# DATA FOR PROCESSING:
Begin

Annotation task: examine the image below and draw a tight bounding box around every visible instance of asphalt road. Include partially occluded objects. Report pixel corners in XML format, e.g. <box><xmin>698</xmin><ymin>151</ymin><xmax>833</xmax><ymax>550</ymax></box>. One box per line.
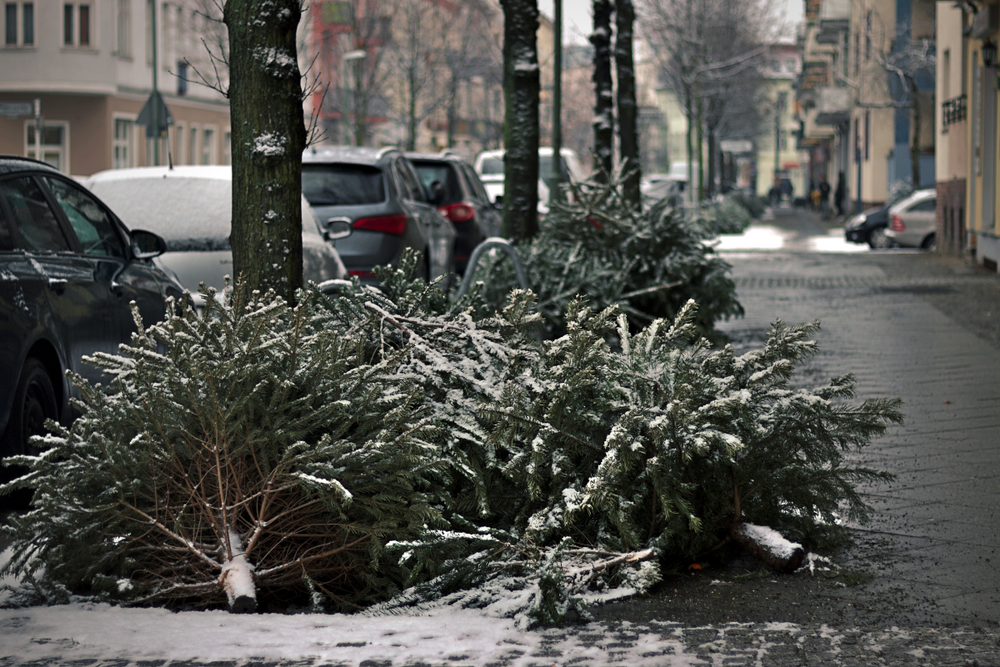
<box><xmin>720</xmin><ymin>209</ymin><xmax>1000</xmax><ymax>628</ymax></box>
<box><xmin>0</xmin><ymin>209</ymin><xmax>1000</xmax><ymax>667</ymax></box>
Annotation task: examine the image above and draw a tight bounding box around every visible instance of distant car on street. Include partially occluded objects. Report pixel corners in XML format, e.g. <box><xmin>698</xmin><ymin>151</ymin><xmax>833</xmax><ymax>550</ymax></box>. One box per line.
<box><xmin>302</xmin><ymin>146</ymin><xmax>455</xmax><ymax>284</ymax></box>
<box><xmin>475</xmin><ymin>146</ymin><xmax>586</xmax><ymax>214</ymax></box>
<box><xmin>885</xmin><ymin>188</ymin><xmax>937</xmax><ymax>250</ymax></box>
<box><xmin>82</xmin><ymin>166</ymin><xmax>347</xmax><ymax>303</ymax></box>
<box><xmin>406</xmin><ymin>152</ymin><xmax>500</xmax><ymax>275</ymax></box>
<box><xmin>844</xmin><ymin>190</ymin><xmax>913</xmax><ymax>249</ymax></box>
<box><xmin>0</xmin><ymin>156</ymin><xmax>183</xmax><ymax>456</ymax></box>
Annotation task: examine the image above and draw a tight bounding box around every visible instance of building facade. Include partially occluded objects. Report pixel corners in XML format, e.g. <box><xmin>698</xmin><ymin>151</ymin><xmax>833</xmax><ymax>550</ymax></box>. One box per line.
<box><xmin>0</xmin><ymin>0</ymin><xmax>230</xmax><ymax>176</ymax></box>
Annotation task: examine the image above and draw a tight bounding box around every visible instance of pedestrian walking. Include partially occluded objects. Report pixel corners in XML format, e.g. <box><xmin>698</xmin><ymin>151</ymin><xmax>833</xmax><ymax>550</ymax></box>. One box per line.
<box><xmin>819</xmin><ymin>175</ymin><xmax>830</xmax><ymax>220</ymax></box>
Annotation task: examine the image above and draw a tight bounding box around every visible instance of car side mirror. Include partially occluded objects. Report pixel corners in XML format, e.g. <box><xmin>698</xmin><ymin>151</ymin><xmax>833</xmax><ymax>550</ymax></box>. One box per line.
<box><xmin>129</xmin><ymin>229</ymin><xmax>167</xmax><ymax>259</ymax></box>
<box><xmin>323</xmin><ymin>218</ymin><xmax>353</xmax><ymax>241</ymax></box>
<box><xmin>427</xmin><ymin>181</ymin><xmax>444</xmax><ymax>206</ymax></box>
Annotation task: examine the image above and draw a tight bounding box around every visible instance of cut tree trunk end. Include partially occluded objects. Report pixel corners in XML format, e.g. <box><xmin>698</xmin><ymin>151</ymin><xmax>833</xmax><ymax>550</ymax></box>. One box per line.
<box><xmin>729</xmin><ymin>521</ymin><xmax>806</xmax><ymax>574</ymax></box>
<box><xmin>219</xmin><ymin>531</ymin><xmax>257</xmax><ymax>614</ymax></box>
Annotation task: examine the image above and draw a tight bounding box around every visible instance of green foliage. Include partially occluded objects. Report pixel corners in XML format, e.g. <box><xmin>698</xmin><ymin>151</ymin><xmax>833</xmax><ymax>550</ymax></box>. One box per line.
<box><xmin>4</xmin><ymin>256</ymin><xmax>901</xmax><ymax>626</ymax></box>
<box><xmin>464</xmin><ymin>180</ymin><xmax>743</xmax><ymax>337</ymax></box>
<box><xmin>482</xmin><ymin>303</ymin><xmax>902</xmax><ymax>558</ymax></box>
<box><xmin>4</xmin><ymin>284</ymin><xmax>440</xmax><ymax>609</ymax></box>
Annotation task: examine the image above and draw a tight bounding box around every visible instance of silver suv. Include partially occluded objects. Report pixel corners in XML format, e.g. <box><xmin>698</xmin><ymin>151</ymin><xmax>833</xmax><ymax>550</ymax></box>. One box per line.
<box><xmin>302</xmin><ymin>146</ymin><xmax>455</xmax><ymax>283</ymax></box>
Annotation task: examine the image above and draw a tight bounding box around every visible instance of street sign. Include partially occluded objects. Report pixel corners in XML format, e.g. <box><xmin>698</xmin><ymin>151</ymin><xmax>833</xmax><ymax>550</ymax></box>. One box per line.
<box><xmin>135</xmin><ymin>90</ymin><xmax>174</xmax><ymax>138</ymax></box>
<box><xmin>0</xmin><ymin>102</ymin><xmax>35</xmax><ymax>118</ymax></box>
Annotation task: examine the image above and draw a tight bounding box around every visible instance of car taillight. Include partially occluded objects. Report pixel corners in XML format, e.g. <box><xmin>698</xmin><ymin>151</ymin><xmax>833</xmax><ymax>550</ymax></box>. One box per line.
<box><xmin>354</xmin><ymin>215</ymin><xmax>408</xmax><ymax>236</ymax></box>
<box><xmin>438</xmin><ymin>204</ymin><xmax>476</xmax><ymax>222</ymax></box>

End

Print all of the lines above verbatim, from first to last, and omit the picture.

# TASK RESULT:
Annotation task: examine the image below and draw a tight bounding box around every visible instance of asphalt road. Include partially occluded objects. Report pixel corners in XML format, e.g. <box><xmin>698</xmin><ymin>151</ymin><xmax>833</xmax><ymax>550</ymax></box>. One box per line.
<box><xmin>720</xmin><ymin>209</ymin><xmax>1000</xmax><ymax>628</ymax></box>
<box><xmin>0</xmin><ymin>209</ymin><xmax>1000</xmax><ymax>667</ymax></box>
Annotation task: examine the image above and draw a tight bounding box around every visible instance of distant car on street. Include partially occluded objects. Report pixel corners in XML format, e.g. <box><xmin>698</xmin><ymin>151</ymin><xmax>833</xmax><ymax>550</ymax></box>. One box per line.
<box><xmin>302</xmin><ymin>146</ymin><xmax>455</xmax><ymax>284</ymax></box>
<box><xmin>475</xmin><ymin>146</ymin><xmax>586</xmax><ymax>214</ymax></box>
<box><xmin>885</xmin><ymin>188</ymin><xmax>937</xmax><ymax>250</ymax></box>
<box><xmin>82</xmin><ymin>166</ymin><xmax>347</xmax><ymax>303</ymax></box>
<box><xmin>406</xmin><ymin>152</ymin><xmax>500</xmax><ymax>275</ymax></box>
<box><xmin>844</xmin><ymin>190</ymin><xmax>913</xmax><ymax>249</ymax></box>
<box><xmin>0</xmin><ymin>156</ymin><xmax>183</xmax><ymax>456</ymax></box>
Annotation task: examine the image above and draw a tight bounding box around every visible instance of building facade. Include partially occluded objects. Report pixel corners in XML format, e.g. <box><xmin>698</xmin><ymin>151</ymin><xmax>833</xmax><ymax>550</ymax></box>. One box per line.
<box><xmin>0</xmin><ymin>0</ymin><xmax>230</xmax><ymax>176</ymax></box>
Annotation task: examine the image above and draw a tight bounding box around every visible instance of pedestrian walking. Include partially occluded objects. Report pixel corners in XML format, e.g. <box><xmin>698</xmin><ymin>151</ymin><xmax>833</xmax><ymax>550</ymax></box>. One box per line.
<box><xmin>819</xmin><ymin>175</ymin><xmax>830</xmax><ymax>220</ymax></box>
Annotation task: examine the image above and draw a tight bounding box around every visible instance of car side mirror. Include partially occluded objects. Report pixel corners in XML format, e.g. <box><xmin>698</xmin><ymin>151</ymin><xmax>833</xmax><ymax>550</ymax></box>. One box per line.
<box><xmin>129</xmin><ymin>229</ymin><xmax>167</xmax><ymax>259</ymax></box>
<box><xmin>323</xmin><ymin>218</ymin><xmax>353</xmax><ymax>241</ymax></box>
<box><xmin>427</xmin><ymin>181</ymin><xmax>444</xmax><ymax>206</ymax></box>
Annotation task: examine the image above and draw a tight bounding box around every visible instance of cut tree trunk end. Include partially occluded objects. Report pixel corners in XML format, e.g. <box><xmin>698</xmin><ymin>151</ymin><xmax>833</xmax><ymax>550</ymax></box>. One box per line.
<box><xmin>729</xmin><ymin>521</ymin><xmax>806</xmax><ymax>574</ymax></box>
<box><xmin>219</xmin><ymin>531</ymin><xmax>257</xmax><ymax>614</ymax></box>
Annotation task: examine the image above and draw a tight bounding box around every visible instance of green foliage. Include partially occluded objects. Report pixel corners in XML format, e.g. <box><xmin>698</xmin><ymin>151</ymin><xmax>833</xmax><ymax>550</ymax></box>. One box per line.
<box><xmin>4</xmin><ymin>256</ymin><xmax>901</xmax><ymax>626</ymax></box>
<box><xmin>464</xmin><ymin>180</ymin><xmax>743</xmax><ymax>337</ymax></box>
<box><xmin>482</xmin><ymin>303</ymin><xmax>902</xmax><ymax>558</ymax></box>
<box><xmin>4</xmin><ymin>284</ymin><xmax>440</xmax><ymax>609</ymax></box>
Annotation task: examine the image above and draw a tight bounding box around every visible instance of silver suv. Include partially occluded objects. Report pixel corners in XML format, e.g. <box><xmin>698</xmin><ymin>151</ymin><xmax>833</xmax><ymax>550</ymax></box>. One box per line.
<box><xmin>302</xmin><ymin>146</ymin><xmax>455</xmax><ymax>283</ymax></box>
Annotation task: examine the image above and draw a tight bounding box around every visible instance of street sign. Include partially occluded objects. Report pixel corners in XML format, e.g. <box><xmin>698</xmin><ymin>151</ymin><xmax>833</xmax><ymax>550</ymax></box>. One box per line.
<box><xmin>135</xmin><ymin>90</ymin><xmax>174</xmax><ymax>138</ymax></box>
<box><xmin>0</xmin><ymin>102</ymin><xmax>35</xmax><ymax>118</ymax></box>
Annotation task: examine the image above and draw a tight bounding box around every visible instance of car taillight. Include partially occluded objects. Report pixel corners in XML format, e.g. <box><xmin>698</xmin><ymin>151</ymin><xmax>833</xmax><ymax>550</ymax></box>. One box per line.
<box><xmin>354</xmin><ymin>215</ymin><xmax>408</xmax><ymax>236</ymax></box>
<box><xmin>438</xmin><ymin>204</ymin><xmax>476</xmax><ymax>222</ymax></box>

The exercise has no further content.